Sometimes, it feels like there exist mysteriously magical places on Earth that share a special kind of geo-karma. Locations on this glorious planet whose extremes of pristine whisper a certain ethos of sacred responsibility, a soul-level compulsion to protect and preserve. It’s something I have observed having married Arron (Wild Alaskan Company’s founder + CEO), who hails from a multi-generational commercial salmon fishing family in Alaska. For Arron’s family, Alaska isn’t just their home — it’s their duty.

——————

# [JOB 1]
Summarize the passage about Alaska in two sentences.
# [JOB 2]
Answer these questions about the Alaska passage:
(a) What positions does Arron hold at Wild Alaskan Company?
(b) What kind of family does Arron come from?
(c) For Arron's family, what is Alaska besides their home?
# [JOB 3]
Carry the Alaska passage forward from its final sentence.

# [Location identification items]
——————

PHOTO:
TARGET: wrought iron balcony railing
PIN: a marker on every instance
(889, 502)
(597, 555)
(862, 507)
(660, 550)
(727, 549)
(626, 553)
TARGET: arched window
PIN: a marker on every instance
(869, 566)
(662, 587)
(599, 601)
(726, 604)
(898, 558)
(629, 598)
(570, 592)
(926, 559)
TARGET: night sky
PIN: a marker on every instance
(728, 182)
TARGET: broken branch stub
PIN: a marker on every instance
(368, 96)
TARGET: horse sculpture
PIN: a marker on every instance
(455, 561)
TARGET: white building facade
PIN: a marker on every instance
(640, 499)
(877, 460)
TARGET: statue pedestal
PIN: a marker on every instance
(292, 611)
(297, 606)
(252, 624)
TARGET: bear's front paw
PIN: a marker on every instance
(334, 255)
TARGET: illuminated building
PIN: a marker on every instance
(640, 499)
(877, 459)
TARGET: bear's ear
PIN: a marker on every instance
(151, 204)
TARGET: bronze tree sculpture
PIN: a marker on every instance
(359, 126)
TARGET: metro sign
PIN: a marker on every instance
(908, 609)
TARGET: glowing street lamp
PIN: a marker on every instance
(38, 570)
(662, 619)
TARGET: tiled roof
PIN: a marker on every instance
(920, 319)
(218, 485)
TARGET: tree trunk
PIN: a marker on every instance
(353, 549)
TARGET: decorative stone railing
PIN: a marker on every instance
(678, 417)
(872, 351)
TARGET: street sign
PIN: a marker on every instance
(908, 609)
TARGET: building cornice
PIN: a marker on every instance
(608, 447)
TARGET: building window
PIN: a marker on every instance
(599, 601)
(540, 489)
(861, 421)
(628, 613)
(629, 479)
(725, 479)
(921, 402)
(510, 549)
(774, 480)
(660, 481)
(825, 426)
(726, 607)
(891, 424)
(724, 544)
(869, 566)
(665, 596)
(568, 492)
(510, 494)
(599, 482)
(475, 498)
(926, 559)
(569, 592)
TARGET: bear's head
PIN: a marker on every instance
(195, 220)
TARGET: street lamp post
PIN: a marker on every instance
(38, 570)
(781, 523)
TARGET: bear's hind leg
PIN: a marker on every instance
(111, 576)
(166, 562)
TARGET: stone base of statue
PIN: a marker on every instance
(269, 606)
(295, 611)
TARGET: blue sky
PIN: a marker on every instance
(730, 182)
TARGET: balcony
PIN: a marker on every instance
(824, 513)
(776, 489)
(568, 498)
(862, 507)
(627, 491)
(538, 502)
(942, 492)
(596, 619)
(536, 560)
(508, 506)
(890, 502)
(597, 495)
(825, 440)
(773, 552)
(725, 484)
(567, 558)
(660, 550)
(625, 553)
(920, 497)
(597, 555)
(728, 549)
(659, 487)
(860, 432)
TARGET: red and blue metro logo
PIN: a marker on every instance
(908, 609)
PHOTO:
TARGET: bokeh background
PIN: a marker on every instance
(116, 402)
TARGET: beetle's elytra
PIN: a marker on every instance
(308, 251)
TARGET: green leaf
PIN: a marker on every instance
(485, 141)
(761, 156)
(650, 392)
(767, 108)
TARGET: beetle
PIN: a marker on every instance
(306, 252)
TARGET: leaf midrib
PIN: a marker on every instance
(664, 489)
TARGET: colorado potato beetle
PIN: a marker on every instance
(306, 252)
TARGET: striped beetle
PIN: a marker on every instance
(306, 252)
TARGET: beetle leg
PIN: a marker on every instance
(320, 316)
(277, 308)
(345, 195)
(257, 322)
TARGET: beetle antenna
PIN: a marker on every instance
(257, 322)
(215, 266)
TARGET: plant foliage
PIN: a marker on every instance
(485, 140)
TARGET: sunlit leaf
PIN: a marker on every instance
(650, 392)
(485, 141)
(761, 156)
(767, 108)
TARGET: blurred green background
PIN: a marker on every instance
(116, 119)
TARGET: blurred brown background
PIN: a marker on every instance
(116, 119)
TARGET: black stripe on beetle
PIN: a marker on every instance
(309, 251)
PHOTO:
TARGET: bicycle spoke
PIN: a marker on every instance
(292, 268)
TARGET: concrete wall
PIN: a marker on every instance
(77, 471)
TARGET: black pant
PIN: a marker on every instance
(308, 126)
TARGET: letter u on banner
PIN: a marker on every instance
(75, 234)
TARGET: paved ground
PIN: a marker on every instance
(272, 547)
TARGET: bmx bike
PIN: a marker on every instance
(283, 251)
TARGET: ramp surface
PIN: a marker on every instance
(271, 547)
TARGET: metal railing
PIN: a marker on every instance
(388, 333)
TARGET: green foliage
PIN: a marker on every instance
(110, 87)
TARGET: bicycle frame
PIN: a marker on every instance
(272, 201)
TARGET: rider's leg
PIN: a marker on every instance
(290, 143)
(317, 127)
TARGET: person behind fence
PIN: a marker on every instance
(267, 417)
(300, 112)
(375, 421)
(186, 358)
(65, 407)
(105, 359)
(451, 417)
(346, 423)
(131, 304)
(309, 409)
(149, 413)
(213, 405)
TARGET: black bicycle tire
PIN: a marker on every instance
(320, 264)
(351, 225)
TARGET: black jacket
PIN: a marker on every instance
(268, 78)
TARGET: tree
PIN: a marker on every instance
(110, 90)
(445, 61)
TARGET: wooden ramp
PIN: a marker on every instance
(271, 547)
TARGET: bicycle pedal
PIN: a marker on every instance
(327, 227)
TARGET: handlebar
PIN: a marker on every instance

——————

# [FINAL ANSWER 1]
Some pristine places on Earth seem to inspire a deep, almost sacred sense of responsibility to protect and preserve them. The writer observed this after marrying Arron, founder and CEO of Wild Alaskan Company, whose multi-generational commercial salmon fishing family sees Alaska as both their home and their duty.

# [FINAL ANSWER 2]
(a) Founder and CEO
(b) A multi-generational commercial salmon fishing family in Alaska
(c) Their duty

# [FINAL ANSWER 3]
So, when I had the pleasure of seeing Patagonia’s latest film — Laxaþjóð | A Salmon Nation, which you can watch here — about the imminent dangers of open-net salmon farming in Iceland, I immediately understood the monumental conundrum the country faces. On the one hand, there are — like in Alaska — individuals whose reverence for their homeland is not negotiable. On the other hand, Icelanders are faced with outside influences that threaten their homeland’s natural balance. The crux of this contention serves as a cautionary tale for what can happen if measures to protect our natural environment are not taken seriously and immediately. With the prevalence of open-net salmon farms in Iceland for the singular purpose of breeding salmon to grow as fat as possible in the shortest amount of time and for the highest profit — and little to no regard for the cascade of negative effects that come with this plight — the result is what one of the subjects of the film aptly, and powerfully, refers to as “man-made pollution.”
The film — which I found to be as gorgeous as it was insightful — weaves together deeply emotional perspectives from scientists, fishers, environmentalists, ecologists, protesters and passionate Icelanders about the import of wild salmon stocks in Iceland, the priceless value of their home rivers, and the irreversible damage imposed onto both as open-net fish farming expands in Iceland.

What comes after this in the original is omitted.